Pointing records:
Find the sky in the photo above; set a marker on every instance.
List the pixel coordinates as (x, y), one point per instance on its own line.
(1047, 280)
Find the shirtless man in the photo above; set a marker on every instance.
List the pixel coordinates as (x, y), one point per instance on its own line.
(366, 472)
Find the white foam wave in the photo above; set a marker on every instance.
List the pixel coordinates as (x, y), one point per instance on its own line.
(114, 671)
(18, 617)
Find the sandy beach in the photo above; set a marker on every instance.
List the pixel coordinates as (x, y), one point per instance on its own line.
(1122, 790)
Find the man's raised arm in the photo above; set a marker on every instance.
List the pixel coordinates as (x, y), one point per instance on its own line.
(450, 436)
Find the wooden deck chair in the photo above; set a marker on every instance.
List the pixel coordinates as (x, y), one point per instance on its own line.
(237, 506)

Prompt:
Can you rewrite all of the material above, requests included, shifting every x and y coordinate in the answers by -53?

Complete answer:
Find the sky in the photo above; set a marker on every instance.
List the pixel coordinates as (x, y), one point per instance on its own line.
(994, 227)
Find the shirtless man in the photo above; set a marker on every instance.
List the pixel coordinates as (x, y), one point per instance on its own line.
(313, 419)
Find the white foam wave in the photo above; set a marker on every instance.
List the pixel coordinates as (x, y), one point per instance on its own line.
(61, 618)
(-35, 564)
Find the sandy beach in the photo above; set a marker on every instance.
List the pixel coordinates as (x, y), one point per instance on its own line.
(1069, 737)
Find the man's raised arm in the photo above; set a marker on every instance.
List the pixel coordinates as (x, y), one point per instance on its own line.
(397, 383)
Find the wooden deck chair in the photo above; set a marker on every instance.
List the pixel coordinates as (x, y), one point per instance on its own line.
(184, 453)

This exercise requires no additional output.